TASK TO COMPLETE
Please copy out the rows below, swapping "drill" for "exercise" wherever it occurs and changing nothing else.
====== PROVIDED RECORDS ======
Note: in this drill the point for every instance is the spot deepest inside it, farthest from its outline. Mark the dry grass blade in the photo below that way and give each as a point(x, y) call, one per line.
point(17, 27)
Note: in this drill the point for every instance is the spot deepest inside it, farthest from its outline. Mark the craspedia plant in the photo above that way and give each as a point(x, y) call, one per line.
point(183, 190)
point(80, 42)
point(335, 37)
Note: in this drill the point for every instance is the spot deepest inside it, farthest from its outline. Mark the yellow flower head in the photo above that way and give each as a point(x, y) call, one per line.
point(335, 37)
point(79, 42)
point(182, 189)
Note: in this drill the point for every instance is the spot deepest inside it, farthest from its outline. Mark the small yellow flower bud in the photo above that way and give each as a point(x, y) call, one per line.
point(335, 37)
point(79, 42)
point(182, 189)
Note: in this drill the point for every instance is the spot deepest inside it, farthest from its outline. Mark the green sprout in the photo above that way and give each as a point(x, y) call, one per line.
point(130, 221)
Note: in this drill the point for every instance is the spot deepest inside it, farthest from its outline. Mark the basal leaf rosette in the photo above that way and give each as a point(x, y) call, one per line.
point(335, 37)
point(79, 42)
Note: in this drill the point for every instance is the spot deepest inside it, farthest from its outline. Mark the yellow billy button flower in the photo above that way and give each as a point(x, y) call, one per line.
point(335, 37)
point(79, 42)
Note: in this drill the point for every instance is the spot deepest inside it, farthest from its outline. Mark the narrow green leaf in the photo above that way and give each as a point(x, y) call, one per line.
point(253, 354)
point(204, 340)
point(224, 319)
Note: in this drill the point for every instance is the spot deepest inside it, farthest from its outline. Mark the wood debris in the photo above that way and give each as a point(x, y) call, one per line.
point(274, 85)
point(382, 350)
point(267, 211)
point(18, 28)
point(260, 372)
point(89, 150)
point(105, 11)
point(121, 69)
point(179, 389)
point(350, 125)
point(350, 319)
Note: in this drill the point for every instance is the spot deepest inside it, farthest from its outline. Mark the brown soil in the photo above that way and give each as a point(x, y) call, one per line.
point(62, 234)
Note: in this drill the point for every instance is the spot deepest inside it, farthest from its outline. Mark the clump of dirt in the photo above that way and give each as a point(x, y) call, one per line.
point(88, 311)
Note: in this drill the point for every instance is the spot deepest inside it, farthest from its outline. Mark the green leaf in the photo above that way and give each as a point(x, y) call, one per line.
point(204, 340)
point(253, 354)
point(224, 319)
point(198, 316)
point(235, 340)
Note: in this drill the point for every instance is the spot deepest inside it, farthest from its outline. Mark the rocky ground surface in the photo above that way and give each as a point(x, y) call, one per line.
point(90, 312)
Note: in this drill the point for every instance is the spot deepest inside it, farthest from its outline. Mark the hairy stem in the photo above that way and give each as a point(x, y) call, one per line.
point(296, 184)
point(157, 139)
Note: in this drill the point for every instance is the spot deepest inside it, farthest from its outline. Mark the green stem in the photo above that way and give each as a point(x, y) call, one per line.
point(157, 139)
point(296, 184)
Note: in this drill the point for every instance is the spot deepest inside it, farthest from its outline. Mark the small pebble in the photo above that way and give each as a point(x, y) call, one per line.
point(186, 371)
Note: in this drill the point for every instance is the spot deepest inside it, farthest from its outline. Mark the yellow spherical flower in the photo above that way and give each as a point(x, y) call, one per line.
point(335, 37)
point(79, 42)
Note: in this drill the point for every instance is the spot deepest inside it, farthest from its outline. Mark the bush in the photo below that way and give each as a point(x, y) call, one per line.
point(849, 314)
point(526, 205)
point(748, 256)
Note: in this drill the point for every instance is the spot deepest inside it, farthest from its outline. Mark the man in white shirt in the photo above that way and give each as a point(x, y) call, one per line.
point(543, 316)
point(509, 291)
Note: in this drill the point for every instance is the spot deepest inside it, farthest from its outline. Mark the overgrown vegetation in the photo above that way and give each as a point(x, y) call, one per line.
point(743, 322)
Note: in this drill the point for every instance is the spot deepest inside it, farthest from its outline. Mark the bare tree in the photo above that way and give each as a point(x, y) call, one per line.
======
SOLVED PROBLEM
Note: in this exercise the point for every instance is the spot deepest inside it, farthest from its outline. Mark the dry grass blade in the photo below that way and give each as a point(x, y) call, one per line.
point(17, 27)
Note: in this exercise the point for every instance is the spot deepest inside it, farthest from its outline. Mark the craspedia plant in the photo above that way and give each as a point(x, y) call, one per line.
point(183, 190)
point(80, 42)
point(335, 37)
Note: in this exercise the point for every instance is the spot deepest inside it, farthest from its outline. Mark the yellow flower head in the photo above that way and give each as a point(x, y) call, one per line.
point(335, 37)
point(79, 42)
point(182, 189)
Note: in this exercise the point for every instance is the spot deepest inside it, farthest from its outline. Mark the small yellow flower bud in the photo above that way and give each as a point(x, y) call, one per line.
point(335, 37)
point(79, 42)
point(182, 189)
Note: in this exercise the point for every instance is the spot deepest inside it, farthest from its outline. Mark the green sprout in the photo above that way and give each as a point(x, y) call, one per line.
point(130, 221)
Note: in this exercise the point for every instance is the spot deepest inside it, farthest from its outline. Mark the basal leaf rosette in the photo above that way and give each as a point(x, y) call, one per line.
point(335, 37)
point(79, 42)
Note: in this exercise the point for every instance is the spot deepest inside it, farthest from its outline. Mark the yellow billy button flower in the photo above that way and give each as a point(x, y) call, one per line.
point(335, 37)
point(79, 42)
Note: in this exercise the point for every instance is the spot deepest inside it, farthest from its outline. Mark the narrow green leaf in the photo above that way and give each as a point(x, y) call, one per line.
point(253, 354)
point(204, 340)
point(224, 319)
Note: in this exercise the point for every instance is the spot deepest inside it, farthest from its outline. Mark the wood debris in the photo above that way and give each as a point(x, y) call, one per line.
point(274, 85)
point(382, 350)
point(267, 211)
point(18, 28)
point(260, 372)
point(89, 150)
point(105, 11)
point(121, 69)
point(179, 389)
point(350, 125)
point(350, 319)
Note: in this exercise the point for every instance is the spot deepest inside it, farthest from its outline. Mark the brown soil in the photo above that way and give each as a point(x, y) call, one per line.
point(62, 234)
Note: in this exercise the point for every instance is the spot deepest inside it, farthest from its outline. Mark the clump of dirt in the photo above that way and give each as a point(x, y) call, one per line.
point(88, 311)
Note: in this exercise the point for every instance is the spot deepest inside it, farthest from its outline. Mark the green leaf in the photo above that way and give each as a point(x, y) call, one per line.
point(204, 340)
point(253, 354)
point(224, 319)
point(198, 316)
point(235, 340)
Note: in this exercise the point for every instance is the spot deepest inside it, farthest from its outline. Mark the rocky ground surface in the photo above that way and give each as a point(x, y) call, one per line.
point(90, 312)
Note: in this exercise the point for every instance is the spot deepest inside it, farthest from its outline. Mark the hairy stem in the photo above that way and give each as a point(x, y) call, one per line.
point(296, 184)
point(157, 139)
Note: in this exercise the point for every instance is the spot deepest inside it, farthest from its outline. Mark the green stem in the photo above that way and give each as a point(x, y) call, one per line.
point(157, 139)
point(296, 184)
Note: in this exercise the point for every instance is the spot deepest inside it, farthest from its outline. Mark the small pebble in the photo above that way and give each as a point(x, y) call, one per line.
point(186, 371)
Note: in this exercise the point for every instance is the spot deepest inside it, farthest from its outline. Mark the yellow spherical flower in the photo above that way and give each as a point(x, y) call, one per line.
point(335, 37)
point(79, 42)
Note: in this exercise the point for every instance is the spot deepest inside it, farthest from its outline. Mark the bush in the photo below that way and give each as a point(x, y) call, one per line.
point(849, 314)
point(526, 205)
point(748, 256)
Note: in this exercise the point for every instance is the spot deepest inside it, farthest from its outline. Mark the man in white shirt in the photo above that way and give each as a point(x, y) call, one per line.
point(543, 316)
point(509, 291)
Note: in this exercise the point for every instance is the spot deepest inside it, farthest from its outline. Mark the overgrown vegetation in the photo above that way and give each as a point(x, y) call, one per line.
point(743, 322)
Note: in this exercise the point for every instance is the spot deepest inside it, farthest from its outline. Mark the bare tree in the photo above that way and give each as a point(x, y) call, one per line.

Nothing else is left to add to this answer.